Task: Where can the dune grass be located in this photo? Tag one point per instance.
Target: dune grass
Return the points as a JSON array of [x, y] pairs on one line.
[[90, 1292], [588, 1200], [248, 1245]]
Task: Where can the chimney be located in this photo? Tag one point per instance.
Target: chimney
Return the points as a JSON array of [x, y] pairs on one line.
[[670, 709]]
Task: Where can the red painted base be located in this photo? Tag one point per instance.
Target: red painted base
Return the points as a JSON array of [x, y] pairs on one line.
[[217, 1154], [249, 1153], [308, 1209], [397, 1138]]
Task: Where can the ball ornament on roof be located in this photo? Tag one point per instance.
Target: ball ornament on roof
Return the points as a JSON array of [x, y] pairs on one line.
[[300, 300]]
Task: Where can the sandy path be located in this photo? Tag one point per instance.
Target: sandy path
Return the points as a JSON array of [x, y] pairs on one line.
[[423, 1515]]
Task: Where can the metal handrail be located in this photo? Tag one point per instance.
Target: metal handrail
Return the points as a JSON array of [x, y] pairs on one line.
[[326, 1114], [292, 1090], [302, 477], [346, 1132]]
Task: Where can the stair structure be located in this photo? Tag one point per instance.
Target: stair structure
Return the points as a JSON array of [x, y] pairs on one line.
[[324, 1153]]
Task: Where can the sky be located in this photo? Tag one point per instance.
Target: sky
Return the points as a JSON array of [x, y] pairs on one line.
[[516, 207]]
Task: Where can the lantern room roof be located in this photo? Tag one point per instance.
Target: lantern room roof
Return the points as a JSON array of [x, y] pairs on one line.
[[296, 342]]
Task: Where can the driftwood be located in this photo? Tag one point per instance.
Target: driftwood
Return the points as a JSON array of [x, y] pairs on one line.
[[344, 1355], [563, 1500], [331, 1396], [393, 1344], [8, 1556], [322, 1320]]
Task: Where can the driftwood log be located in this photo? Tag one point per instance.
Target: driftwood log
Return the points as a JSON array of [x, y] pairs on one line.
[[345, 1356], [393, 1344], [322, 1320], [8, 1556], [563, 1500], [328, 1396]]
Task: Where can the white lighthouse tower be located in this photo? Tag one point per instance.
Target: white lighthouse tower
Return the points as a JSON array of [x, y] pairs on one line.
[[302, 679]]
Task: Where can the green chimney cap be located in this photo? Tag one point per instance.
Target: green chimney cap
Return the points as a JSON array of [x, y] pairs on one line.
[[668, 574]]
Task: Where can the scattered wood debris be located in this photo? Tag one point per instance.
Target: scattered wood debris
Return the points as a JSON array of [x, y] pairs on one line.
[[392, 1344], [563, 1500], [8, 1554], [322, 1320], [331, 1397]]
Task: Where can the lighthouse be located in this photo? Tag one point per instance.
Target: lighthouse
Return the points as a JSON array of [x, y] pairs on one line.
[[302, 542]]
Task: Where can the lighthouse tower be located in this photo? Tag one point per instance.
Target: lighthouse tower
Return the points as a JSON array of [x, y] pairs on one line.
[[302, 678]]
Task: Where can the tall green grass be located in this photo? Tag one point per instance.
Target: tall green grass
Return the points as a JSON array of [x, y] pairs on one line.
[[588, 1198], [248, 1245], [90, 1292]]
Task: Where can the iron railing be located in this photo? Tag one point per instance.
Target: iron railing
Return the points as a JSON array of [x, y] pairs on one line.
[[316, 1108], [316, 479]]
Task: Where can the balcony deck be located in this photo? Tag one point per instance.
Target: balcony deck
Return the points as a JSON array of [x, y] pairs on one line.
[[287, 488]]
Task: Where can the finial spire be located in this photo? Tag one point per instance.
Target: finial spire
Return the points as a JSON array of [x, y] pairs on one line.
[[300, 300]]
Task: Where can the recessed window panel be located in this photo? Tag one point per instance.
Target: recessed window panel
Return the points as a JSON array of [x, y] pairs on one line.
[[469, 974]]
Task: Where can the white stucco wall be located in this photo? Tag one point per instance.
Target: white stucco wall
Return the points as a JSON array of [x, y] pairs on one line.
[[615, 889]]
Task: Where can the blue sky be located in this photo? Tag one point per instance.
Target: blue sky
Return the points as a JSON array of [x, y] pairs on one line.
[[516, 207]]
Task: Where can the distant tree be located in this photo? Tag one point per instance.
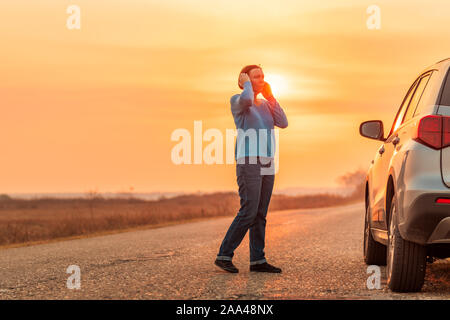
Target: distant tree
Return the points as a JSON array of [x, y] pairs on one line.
[[355, 180]]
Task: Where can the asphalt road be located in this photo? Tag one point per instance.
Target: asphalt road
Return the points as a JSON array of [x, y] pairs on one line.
[[319, 250]]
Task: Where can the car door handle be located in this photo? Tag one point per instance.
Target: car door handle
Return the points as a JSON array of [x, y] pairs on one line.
[[395, 141]]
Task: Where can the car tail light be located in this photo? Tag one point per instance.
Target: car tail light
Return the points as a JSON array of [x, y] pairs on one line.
[[434, 131], [443, 200]]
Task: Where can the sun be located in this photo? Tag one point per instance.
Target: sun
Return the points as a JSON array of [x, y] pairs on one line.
[[278, 84]]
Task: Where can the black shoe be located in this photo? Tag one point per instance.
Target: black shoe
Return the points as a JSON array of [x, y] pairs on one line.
[[264, 267], [226, 265]]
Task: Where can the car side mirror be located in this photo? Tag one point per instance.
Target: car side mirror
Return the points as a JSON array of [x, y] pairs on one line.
[[372, 129]]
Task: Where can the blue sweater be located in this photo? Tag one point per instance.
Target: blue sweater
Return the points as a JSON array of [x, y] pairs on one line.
[[256, 124]]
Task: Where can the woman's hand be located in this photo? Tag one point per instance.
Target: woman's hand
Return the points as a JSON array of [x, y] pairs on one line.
[[267, 91], [243, 77]]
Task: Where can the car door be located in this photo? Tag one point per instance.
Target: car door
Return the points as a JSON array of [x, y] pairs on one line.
[[382, 159]]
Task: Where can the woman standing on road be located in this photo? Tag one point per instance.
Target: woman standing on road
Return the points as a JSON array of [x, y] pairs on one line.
[[254, 159]]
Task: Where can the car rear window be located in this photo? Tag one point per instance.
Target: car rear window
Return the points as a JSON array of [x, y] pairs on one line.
[[445, 99]]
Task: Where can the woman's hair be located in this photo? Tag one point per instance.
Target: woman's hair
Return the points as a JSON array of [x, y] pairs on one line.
[[247, 70]]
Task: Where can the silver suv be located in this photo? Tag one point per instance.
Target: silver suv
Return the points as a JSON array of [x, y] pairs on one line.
[[407, 221]]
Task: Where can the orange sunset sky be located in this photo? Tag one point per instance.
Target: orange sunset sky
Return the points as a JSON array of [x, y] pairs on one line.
[[95, 107]]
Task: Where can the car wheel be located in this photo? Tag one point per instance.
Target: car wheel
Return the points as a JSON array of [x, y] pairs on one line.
[[406, 261], [374, 252]]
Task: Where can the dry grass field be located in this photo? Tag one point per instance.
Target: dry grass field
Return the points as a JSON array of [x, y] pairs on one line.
[[43, 219]]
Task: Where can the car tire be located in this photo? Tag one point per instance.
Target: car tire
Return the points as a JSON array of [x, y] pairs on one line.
[[374, 252], [406, 261]]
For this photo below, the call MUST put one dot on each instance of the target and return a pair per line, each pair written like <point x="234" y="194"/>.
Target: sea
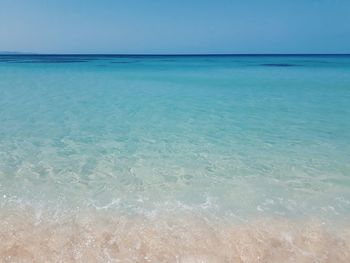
<point x="164" y="158"/>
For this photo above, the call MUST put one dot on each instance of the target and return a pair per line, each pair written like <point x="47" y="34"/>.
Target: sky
<point x="175" y="26"/>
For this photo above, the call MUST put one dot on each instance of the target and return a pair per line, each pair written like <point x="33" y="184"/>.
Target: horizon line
<point x="9" y="53"/>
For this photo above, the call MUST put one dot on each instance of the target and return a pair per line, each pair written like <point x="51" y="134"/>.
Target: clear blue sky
<point x="176" y="26"/>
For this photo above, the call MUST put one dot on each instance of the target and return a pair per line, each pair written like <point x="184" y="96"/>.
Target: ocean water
<point x="174" y="158"/>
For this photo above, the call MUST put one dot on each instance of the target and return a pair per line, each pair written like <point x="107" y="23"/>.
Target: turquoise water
<point x="233" y="138"/>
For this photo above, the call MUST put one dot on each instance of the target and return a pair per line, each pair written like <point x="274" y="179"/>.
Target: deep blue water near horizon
<point x="233" y="138"/>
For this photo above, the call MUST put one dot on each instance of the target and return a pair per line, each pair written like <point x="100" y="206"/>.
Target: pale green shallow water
<point x="174" y="159"/>
<point x="238" y="135"/>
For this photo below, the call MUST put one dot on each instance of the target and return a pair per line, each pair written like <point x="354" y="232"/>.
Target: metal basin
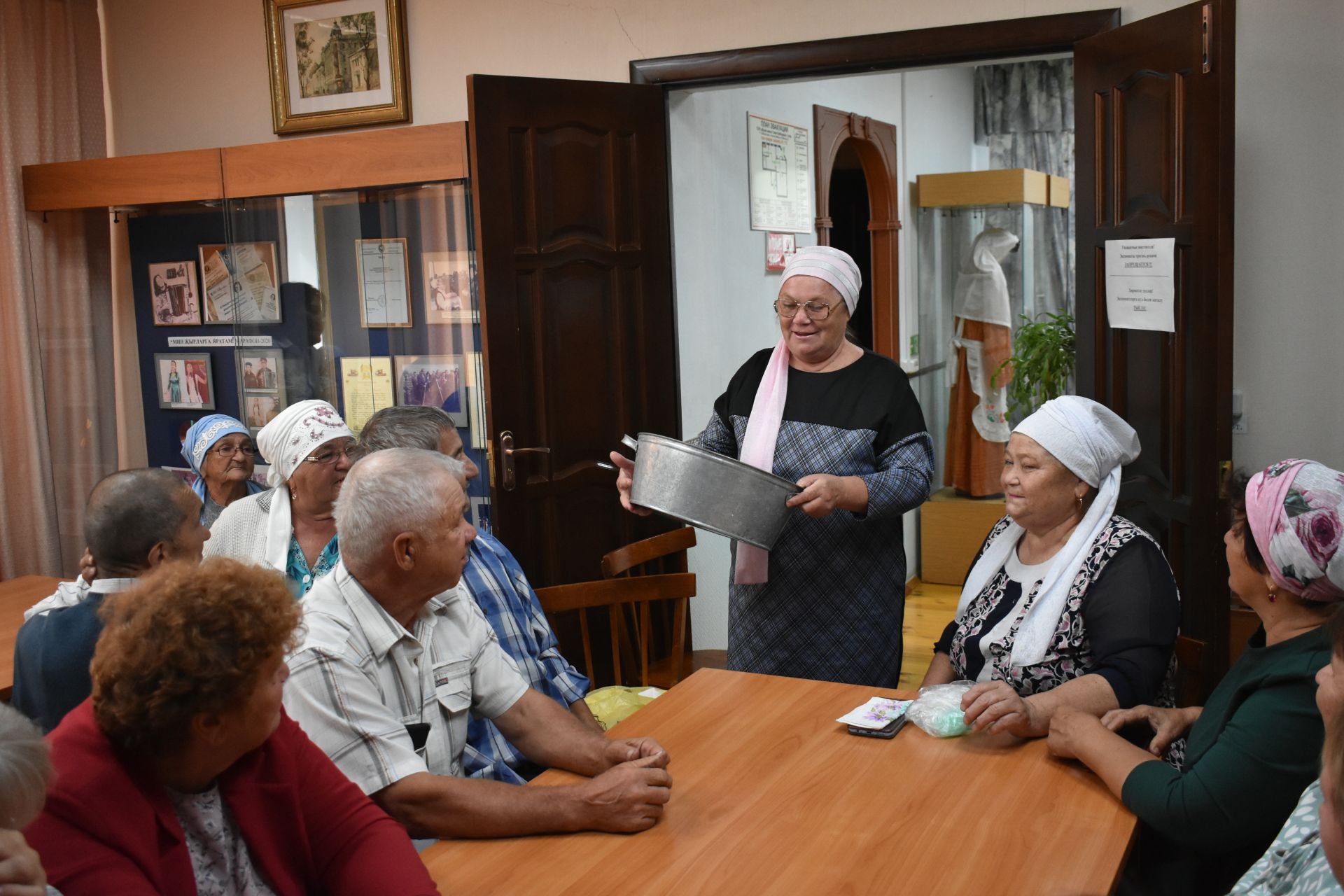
<point x="710" y="491"/>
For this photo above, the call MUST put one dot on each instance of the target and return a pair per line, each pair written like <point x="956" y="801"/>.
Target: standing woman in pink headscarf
<point x="828" y="601"/>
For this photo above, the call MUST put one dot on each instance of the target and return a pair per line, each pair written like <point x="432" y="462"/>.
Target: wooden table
<point x="18" y="596"/>
<point x="771" y="796"/>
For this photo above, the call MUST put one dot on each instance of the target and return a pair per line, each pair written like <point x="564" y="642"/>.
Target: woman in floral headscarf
<point x="1246" y="755"/>
<point x="290" y="527"/>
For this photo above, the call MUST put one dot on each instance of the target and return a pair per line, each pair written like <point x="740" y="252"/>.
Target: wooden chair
<point x="1191" y="671"/>
<point x="616" y="594"/>
<point x="624" y="561"/>
<point x="660" y="554"/>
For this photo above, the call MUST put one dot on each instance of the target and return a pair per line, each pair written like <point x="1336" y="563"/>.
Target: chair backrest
<point x="636" y="555"/>
<point x="615" y="594"/>
<point x="1191" y="668"/>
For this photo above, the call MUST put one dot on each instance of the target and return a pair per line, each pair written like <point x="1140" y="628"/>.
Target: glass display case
<point x="363" y="298"/>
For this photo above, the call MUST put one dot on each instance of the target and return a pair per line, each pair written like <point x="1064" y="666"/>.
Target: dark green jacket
<point x="1254" y="748"/>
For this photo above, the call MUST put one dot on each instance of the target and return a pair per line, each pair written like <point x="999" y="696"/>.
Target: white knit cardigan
<point x="241" y="530"/>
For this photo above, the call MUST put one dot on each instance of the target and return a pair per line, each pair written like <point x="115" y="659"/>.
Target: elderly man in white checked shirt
<point x="396" y="657"/>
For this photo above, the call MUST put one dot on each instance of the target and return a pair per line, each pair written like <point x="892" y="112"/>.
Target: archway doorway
<point x="857" y="211"/>
<point x="850" y="232"/>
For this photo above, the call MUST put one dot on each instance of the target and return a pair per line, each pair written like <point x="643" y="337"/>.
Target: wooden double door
<point x="573" y="232"/>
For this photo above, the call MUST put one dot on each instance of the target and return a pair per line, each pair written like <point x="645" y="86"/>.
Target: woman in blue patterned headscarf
<point x="219" y="450"/>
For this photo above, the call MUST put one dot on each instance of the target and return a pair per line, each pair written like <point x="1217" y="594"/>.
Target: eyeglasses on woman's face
<point x="330" y="454"/>
<point x="787" y="308"/>
<point x="229" y="450"/>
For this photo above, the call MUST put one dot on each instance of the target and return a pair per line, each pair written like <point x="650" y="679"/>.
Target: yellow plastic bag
<point x="616" y="703"/>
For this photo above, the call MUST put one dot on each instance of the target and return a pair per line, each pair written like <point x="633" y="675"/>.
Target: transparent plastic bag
<point x="937" y="710"/>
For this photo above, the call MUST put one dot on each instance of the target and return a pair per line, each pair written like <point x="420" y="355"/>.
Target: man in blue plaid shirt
<point x="500" y="589"/>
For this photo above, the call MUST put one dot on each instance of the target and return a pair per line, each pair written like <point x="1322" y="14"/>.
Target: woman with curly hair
<point x="182" y="773"/>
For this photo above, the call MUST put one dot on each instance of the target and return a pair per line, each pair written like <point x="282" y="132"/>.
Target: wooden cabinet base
<point x="952" y="528"/>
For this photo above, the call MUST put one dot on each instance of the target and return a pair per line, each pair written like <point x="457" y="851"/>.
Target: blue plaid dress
<point x="835" y="602"/>
<point x="500" y="589"/>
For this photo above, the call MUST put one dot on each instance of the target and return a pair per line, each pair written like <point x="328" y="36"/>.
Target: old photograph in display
<point x="448" y="288"/>
<point x="262" y="371"/>
<point x="437" y="381"/>
<point x="174" y="295"/>
<point x="185" y="381"/>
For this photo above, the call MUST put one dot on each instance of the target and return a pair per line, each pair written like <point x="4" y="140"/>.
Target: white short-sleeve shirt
<point x="360" y="678"/>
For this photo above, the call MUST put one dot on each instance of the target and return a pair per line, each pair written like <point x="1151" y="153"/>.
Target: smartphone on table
<point x="886" y="734"/>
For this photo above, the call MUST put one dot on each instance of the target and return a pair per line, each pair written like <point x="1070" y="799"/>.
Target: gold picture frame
<point x="336" y="64"/>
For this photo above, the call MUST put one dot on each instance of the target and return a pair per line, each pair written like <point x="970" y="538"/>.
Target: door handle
<point x="507" y="454"/>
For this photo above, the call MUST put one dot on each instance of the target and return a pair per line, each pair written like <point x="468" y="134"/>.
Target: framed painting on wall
<point x="336" y="64"/>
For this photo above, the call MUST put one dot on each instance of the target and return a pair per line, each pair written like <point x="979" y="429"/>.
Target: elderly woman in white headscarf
<point x="828" y="601"/>
<point x="292" y="527"/>
<point x="1066" y="605"/>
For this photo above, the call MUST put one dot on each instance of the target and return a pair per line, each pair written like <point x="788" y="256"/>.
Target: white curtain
<point x="1025" y="115"/>
<point x="55" y="316"/>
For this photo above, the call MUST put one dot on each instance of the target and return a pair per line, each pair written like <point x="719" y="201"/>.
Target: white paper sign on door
<point x="1142" y="284"/>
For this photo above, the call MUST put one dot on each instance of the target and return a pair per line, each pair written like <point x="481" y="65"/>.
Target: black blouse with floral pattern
<point x="1120" y="622"/>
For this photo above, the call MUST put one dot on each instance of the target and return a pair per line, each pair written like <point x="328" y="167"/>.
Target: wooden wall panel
<point x="305" y="166"/>
<point x="130" y="181"/>
<point x="347" y="162"/>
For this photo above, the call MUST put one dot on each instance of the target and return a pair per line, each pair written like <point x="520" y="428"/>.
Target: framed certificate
<point x="385" y="298"/>
<point x="241" y="282"/>
<point x="366" y="384"/>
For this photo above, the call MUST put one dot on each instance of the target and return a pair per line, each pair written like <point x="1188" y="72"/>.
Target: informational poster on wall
<point x="780" y="168"/>
<point x="1142" y="284"/>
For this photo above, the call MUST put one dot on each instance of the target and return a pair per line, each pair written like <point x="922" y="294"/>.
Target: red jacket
<point x="108" y="828"/>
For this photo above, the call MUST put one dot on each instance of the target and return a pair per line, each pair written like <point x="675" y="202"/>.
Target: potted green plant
<point x="1042" y="363"/>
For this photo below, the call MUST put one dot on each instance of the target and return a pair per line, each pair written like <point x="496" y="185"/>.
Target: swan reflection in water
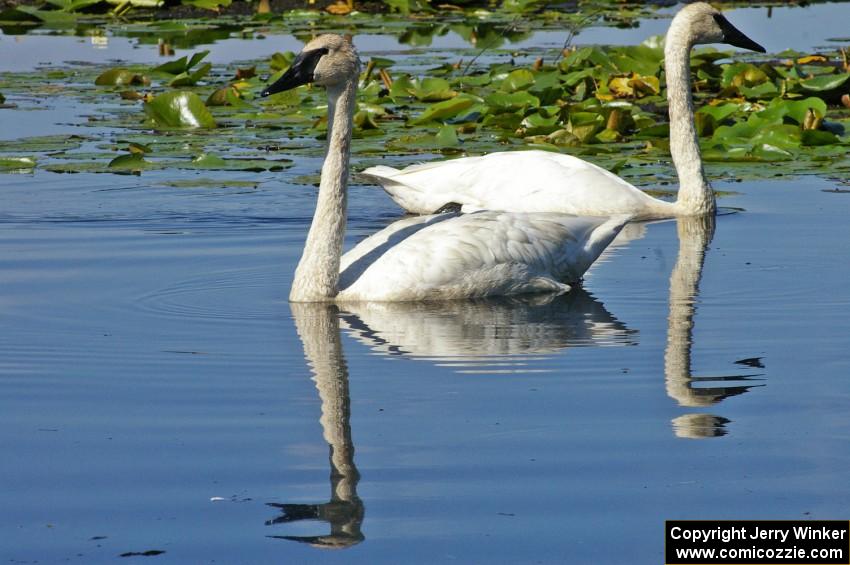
<point x="318" y="327"/>
<point x="471" y="329"/>
<point x="486" y="335"/>
<point x="695" y="235"/>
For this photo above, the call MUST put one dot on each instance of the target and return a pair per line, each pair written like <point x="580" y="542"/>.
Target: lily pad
<point x="444" y="109"/>
<point x="191" y="79"/>
<point x="824" y="83"/>
<point x="129" y="162"/>
<point x="181" y="65"/>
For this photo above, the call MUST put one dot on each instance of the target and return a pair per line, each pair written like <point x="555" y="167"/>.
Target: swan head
<point x="705" y="24"/>
<point x="329" y="60"/>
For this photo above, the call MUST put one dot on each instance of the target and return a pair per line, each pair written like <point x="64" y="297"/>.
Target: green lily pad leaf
<point x="783" y="136"/>
<point x="813" y="137"/>
<point x="511" y="101"/>
<point x="139" y="148"/>
<point x="742" y="74"/>
<point x="179" y="109"/>
<point x="446" y="137"/>
<point x="365" y="120"/>
<point x="211" y="162"/>
<point x="211" y="183"/>
<point x="720" y="112"/>
<point x="55" y="18"/>
<point x="181" y="65"/>
<point x="16" y="163"/>
<point x="220" y="96"/>
<point x="429" y="89"/>
<point x="824" y="83"/>
<point x="767" y="152"/>
<point x="444" y="109"/>
<point x="213" y="5"/>
<point x="129" y="162"/>
<point x="536" y="124"/>
<point x="119" y="77"/>
<point x="16" y="16"/>
<point x="208" y="161"/>
<point x="519" y="79"/>
<point x="191" y="79"/>
<point x="763" y="90"/>
<point x="797" y="109"/>
<point x="281" y="61"/>
<point x="44" y="143"/>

**********

__TASK REQUIREMENTS__: Please give only the material from the line with "Task: Where can the woman's hair" up to and including the line with "[[95, 107]]", switching "silver suv" to "white van" and keeping everything else unchanged.

__SOLUTION__:
Task: Where can the woman's hair be located in this photo? Tag one point per instance.
Target: woman's hair
Return the points as a JSON array of [x, y] pairs on one line.
[[247, 70]]
Task: Where can the white van be located in this photo? Tag one point per instance.
Target: white van
Return the points as a JSON array of [x, y] pairs on one line.
[[407, 221]]
Task: Where can the orange sunset sky be located in this photo? Tag one point per instance.
Target: orange sunset sky
Return the points as a JSON array of [x, y] pairs on one line.
[[95, 107]]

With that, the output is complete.